Work task:
Please go through the records below and return every line holding the word "query".

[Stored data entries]
☆ ☆ ☆

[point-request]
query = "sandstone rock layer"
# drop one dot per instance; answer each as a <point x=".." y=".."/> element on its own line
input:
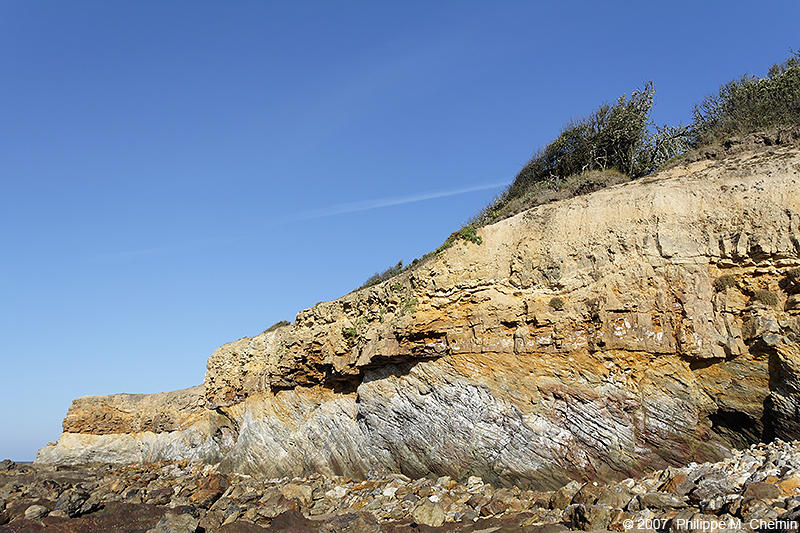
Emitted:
<point x="637" y="327"/>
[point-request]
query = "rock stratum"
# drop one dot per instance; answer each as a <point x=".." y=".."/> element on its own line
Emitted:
<point x="631" y="329"/>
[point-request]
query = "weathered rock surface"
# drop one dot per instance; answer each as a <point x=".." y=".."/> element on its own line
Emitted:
<point x="756" y="489"/>
<point x="634" y="328"/>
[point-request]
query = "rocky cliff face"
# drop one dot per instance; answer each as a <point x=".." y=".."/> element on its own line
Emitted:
<point x="637" y="327"/>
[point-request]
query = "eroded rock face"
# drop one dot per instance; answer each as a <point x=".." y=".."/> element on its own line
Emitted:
<point x="637" y="327"/>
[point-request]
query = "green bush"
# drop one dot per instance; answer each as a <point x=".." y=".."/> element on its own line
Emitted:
<point x="723" y="282"/>
<point x="466" y="233"/>
<point x="379" y="277"/>
<point x="766" y="297"/>
<point x="276" y="325"/>
<point x="749" y="104"/>
<point x="616" y="139"/>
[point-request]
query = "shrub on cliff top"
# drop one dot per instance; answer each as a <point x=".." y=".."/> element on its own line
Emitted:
<point x="276" y="325"/>
<point x="749" y="104"/>
<point x="379" y="277"/>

☆ ☆ ☆

Answer to this task:
query = "sandstone rock layer"
query = "rock stratum"
query = "weathered rock surface"
query = "rocky cliff face"
query = "eroded rock face"
query = "green bush"
query = "shrub on cliff top"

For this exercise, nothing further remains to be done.